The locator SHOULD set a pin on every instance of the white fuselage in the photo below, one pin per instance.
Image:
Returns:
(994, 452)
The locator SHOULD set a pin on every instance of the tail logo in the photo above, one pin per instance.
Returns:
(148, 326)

========================================

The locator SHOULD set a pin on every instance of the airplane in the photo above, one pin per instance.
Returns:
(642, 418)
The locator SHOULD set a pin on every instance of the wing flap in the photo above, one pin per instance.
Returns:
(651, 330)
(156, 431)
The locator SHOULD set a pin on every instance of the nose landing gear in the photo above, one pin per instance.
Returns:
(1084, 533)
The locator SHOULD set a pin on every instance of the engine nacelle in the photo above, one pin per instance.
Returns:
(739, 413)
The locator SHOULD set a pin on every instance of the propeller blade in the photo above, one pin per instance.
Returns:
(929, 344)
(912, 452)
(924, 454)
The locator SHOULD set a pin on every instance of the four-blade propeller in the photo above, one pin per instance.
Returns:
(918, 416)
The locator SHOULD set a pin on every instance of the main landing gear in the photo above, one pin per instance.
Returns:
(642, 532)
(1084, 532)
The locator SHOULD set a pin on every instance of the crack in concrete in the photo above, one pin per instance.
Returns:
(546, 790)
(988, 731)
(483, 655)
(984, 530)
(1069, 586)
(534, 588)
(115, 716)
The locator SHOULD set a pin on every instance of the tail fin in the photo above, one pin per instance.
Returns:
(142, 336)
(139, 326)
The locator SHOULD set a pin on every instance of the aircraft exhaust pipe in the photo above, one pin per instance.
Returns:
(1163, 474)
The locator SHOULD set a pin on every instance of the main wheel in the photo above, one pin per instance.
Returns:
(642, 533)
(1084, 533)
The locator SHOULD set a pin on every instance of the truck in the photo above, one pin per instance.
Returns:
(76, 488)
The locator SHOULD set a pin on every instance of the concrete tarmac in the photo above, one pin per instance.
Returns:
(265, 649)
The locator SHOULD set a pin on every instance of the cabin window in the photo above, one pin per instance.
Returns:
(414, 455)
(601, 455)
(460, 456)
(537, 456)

========================================

_What you need to do_: Which of the lines above include the word "propeller"? List those lines.

_Exercise solution_:
The locator SHOULD set a pin on every instance of the propeller blade in the photo above, one pin per instance.
The locator SHOULD set a pin on every instance of the four-blade propeller in the photo above, one pin per instance.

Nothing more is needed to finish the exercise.